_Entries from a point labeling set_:
________________________
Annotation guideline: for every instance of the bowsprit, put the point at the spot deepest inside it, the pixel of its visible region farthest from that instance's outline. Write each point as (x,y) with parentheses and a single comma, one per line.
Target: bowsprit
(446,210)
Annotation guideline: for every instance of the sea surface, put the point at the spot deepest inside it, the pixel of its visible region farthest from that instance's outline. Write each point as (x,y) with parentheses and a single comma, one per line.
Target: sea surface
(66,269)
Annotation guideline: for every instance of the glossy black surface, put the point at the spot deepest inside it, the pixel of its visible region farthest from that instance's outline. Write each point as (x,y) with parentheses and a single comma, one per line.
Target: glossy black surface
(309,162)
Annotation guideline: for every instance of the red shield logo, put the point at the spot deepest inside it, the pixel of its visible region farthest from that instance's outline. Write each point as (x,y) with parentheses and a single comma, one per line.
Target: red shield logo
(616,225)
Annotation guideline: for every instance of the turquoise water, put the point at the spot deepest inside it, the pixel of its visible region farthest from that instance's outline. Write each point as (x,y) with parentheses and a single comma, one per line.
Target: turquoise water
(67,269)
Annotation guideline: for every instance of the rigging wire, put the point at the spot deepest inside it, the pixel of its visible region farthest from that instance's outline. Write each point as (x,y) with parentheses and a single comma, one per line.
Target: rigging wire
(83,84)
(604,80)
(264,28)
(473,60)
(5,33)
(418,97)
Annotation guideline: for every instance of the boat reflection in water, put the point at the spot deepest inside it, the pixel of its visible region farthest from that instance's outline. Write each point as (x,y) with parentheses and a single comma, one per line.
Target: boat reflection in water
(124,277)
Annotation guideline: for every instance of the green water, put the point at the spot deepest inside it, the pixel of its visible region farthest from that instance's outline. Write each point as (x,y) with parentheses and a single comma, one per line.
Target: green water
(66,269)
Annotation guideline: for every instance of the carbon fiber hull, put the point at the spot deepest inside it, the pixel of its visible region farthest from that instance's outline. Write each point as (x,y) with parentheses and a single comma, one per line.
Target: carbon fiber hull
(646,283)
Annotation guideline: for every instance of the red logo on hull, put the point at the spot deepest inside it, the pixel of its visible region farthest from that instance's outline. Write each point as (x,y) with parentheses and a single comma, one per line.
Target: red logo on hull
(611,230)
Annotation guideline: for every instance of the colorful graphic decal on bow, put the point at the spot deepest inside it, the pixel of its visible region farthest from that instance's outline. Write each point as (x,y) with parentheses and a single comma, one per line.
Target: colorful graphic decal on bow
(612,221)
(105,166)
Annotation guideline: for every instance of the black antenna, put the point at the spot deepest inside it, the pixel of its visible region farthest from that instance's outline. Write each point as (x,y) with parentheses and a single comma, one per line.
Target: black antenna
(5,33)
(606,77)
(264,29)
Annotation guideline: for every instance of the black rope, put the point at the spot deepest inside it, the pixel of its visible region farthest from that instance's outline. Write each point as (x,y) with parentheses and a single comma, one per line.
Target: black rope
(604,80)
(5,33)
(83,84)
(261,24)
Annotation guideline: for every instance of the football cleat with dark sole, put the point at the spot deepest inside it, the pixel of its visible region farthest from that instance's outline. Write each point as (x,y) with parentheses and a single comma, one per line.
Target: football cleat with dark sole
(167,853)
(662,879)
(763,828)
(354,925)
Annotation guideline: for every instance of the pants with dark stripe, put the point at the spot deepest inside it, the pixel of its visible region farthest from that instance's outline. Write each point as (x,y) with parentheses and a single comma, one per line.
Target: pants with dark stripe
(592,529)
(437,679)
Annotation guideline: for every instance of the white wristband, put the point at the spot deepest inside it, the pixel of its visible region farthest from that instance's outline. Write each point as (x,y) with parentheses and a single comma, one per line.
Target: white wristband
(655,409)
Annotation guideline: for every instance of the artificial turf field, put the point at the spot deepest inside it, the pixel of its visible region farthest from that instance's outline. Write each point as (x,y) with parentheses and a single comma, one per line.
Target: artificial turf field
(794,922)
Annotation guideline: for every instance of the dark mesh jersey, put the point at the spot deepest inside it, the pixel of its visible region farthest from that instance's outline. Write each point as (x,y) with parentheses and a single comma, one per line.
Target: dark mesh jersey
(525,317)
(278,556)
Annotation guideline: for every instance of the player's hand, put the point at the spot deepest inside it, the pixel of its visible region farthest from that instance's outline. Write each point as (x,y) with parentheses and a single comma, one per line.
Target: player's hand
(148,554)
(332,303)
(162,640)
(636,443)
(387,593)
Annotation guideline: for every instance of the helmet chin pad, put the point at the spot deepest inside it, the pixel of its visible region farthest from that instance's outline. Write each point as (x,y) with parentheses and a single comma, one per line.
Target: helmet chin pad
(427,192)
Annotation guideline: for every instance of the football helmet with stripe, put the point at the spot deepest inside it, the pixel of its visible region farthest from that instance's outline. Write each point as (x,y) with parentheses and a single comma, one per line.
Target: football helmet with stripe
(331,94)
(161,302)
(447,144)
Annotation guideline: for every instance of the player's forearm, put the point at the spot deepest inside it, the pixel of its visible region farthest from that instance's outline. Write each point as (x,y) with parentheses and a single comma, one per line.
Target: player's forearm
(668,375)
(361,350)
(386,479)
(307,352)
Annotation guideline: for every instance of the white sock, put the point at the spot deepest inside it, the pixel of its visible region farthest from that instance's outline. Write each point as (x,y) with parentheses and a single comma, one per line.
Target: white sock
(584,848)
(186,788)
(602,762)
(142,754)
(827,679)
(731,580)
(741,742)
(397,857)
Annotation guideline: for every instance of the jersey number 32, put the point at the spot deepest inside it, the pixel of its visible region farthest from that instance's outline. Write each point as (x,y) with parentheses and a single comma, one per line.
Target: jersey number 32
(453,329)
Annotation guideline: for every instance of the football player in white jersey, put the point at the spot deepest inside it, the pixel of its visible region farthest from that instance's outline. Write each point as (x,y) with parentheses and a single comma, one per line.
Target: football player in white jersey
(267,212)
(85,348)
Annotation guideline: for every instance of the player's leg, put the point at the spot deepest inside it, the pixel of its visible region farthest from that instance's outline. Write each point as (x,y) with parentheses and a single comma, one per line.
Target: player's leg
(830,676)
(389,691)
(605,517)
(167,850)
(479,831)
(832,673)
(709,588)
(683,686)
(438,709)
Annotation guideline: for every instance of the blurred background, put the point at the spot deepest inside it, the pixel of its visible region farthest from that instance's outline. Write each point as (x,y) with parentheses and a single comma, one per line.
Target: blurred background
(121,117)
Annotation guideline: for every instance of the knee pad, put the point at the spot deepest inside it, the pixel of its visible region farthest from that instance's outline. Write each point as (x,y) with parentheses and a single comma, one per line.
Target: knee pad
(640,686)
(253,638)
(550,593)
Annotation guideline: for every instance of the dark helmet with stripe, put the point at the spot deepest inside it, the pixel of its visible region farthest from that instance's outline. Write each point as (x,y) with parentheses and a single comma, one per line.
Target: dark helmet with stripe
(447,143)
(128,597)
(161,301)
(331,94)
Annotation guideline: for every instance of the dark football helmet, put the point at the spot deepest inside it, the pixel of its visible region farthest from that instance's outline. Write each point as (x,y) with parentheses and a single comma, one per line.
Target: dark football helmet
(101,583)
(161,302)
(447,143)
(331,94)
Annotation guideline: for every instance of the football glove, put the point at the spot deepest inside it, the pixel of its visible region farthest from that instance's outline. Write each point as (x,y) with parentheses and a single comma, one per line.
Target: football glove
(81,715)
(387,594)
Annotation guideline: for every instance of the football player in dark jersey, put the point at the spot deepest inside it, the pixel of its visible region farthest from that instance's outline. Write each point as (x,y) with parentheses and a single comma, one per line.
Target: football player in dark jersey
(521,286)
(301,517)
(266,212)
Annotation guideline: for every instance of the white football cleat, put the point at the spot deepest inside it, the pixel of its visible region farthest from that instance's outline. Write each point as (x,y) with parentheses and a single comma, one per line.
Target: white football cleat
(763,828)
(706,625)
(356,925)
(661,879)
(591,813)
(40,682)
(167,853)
________________________
_SET PROBLEM_: Duplicate the entries verbatim, from the first line down to and including the line containing "Target: bowsprit".

_THE COMPLETED TASK_:
Annotation guideline: for every instance of the bowsprit, put the point at the spot deepest inside it, the pixel of its visible region farthest from that instance's outline. Write each point as (x,y) with parentheses and a single comma, one per line.
Target: bowsprit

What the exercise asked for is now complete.